- **What the task requires**
Please render the records as a numbered list, leaving out any blank lines.

- **Data provided**
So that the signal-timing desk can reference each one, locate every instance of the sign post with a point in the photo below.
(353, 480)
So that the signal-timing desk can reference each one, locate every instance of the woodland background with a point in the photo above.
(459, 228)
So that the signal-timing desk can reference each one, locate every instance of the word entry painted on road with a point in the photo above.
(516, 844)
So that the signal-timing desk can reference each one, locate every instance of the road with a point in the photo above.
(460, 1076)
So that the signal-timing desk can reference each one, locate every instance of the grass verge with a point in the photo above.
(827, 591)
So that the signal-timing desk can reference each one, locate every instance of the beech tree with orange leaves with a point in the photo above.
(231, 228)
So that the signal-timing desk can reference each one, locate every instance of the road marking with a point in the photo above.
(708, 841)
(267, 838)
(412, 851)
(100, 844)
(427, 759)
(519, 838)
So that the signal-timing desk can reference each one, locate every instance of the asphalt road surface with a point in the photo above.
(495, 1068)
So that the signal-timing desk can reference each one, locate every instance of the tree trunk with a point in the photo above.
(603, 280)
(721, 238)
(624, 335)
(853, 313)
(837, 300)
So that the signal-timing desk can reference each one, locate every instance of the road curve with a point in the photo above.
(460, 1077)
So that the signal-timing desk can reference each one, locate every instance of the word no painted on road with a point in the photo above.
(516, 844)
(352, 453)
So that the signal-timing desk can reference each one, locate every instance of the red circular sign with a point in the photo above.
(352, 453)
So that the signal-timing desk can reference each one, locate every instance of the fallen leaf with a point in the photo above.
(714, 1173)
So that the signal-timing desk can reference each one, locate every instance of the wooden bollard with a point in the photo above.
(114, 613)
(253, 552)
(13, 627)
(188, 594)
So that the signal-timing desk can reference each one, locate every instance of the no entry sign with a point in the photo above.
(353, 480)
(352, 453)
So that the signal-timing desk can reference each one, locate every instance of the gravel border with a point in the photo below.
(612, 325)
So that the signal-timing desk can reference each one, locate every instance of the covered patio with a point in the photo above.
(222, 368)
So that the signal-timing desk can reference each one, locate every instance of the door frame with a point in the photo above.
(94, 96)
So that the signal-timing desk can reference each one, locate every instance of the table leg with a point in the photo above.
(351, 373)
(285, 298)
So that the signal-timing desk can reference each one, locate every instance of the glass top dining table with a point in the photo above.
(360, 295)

- **In response**
1. So that the signal-timing desk can reference each one, locate every instance of the sign post with a point in the photo below.
2. (353, 480)
3. So that the signal-timing desk can reference each one, locate every instance of the woodland background with a point in the photo above.
4. (459, 228)
5. So that the signal-timing desk can reference each one, locate every instance of the word entry painted on road with a point in the photo above.
6. (516, 844)
7. So that the signal-timing desk can reference each one, locate every instance of the road with a point in the photo above.
8. (460, 1076)
9. So that the signal-timing desk can reference each one, locate every instance of the grass verge with a point in the photo above.
10. (827, 591)
11. So that the signal-timing desk can reference each one, locate every instance of the beech tree with orange leaves with a point in the photo above.
12. (231, 228)
13. So that the signal-timing desk can reference each one, locate every instance of the road marking with a point in the photo above.
14. (708, 841)
15. (267, 838)
16. (412, 851)
17. (100, 844)
18. (427, 759)
19. (519, 838)
20. So that the signal-timing desk can reference each one, locate every instance of the asphalt road surface with a point in the photo above.
21. (495, 1068)
22. So that the signal-timing desk can reference each one, locate every instance of the tree trunk with a point in the photo above.
23. (603, 280)
24. (721, 238)
25. (624, 335)
26. (853, 313)
27. (837, 300)
28. So that the signal-timing desk can reference each one, locate every instance of the road curve with a point in the photo above.
29. (460, 1077)
30. So that the signal-timing desk can reference each one, locate every instance of the word no painted on road with a point in the photo above.
31. (516, 844)
32. (352, 453)
33. So that the signal-timing desk can reference each one, locate every instance of the red circular sign with a point in the photo above.
34. (352, 453)
35. So that the signal-timing desk can reference each one, locate every instance of the fallen leaf with a point in the photo above.
36. (714, 1173)
37. So that the signal-timing desk can reference each one, locate every instance of the wooden bollard with a point in the photo above.
38. (114, 613)
39. (253, 552)
40. (13, 627)
41. (188, 594)
42. So that the signal-timing desk can reference each one, locate every instance of the no entry sign with a point in the photo above.
43. (353, 480)
44. (352, 453)
45. So that the signal-timing desk can reference each one, locate every instance of the gravel border with a point in the photo below.
46. (612, 325)
47. So that the signal-timing desk can reference each one, locate every instance of the covered patio with a point in the photo above.
48. (222, 368)
49. So that the signal-timing desk can reference each one, locate every instance of the door frame with a point in the photo above.
50. (94, 96)
51. So that the signal-timing desk can reference each one, locate every instance of the table leg with a point in the photo above.
52. (351, 373)
53. (285, 298)
54. So that the signal-timing desk can reference each one, locate every instance of the glass top dining table with a point in the photo above.
55. (360, 295)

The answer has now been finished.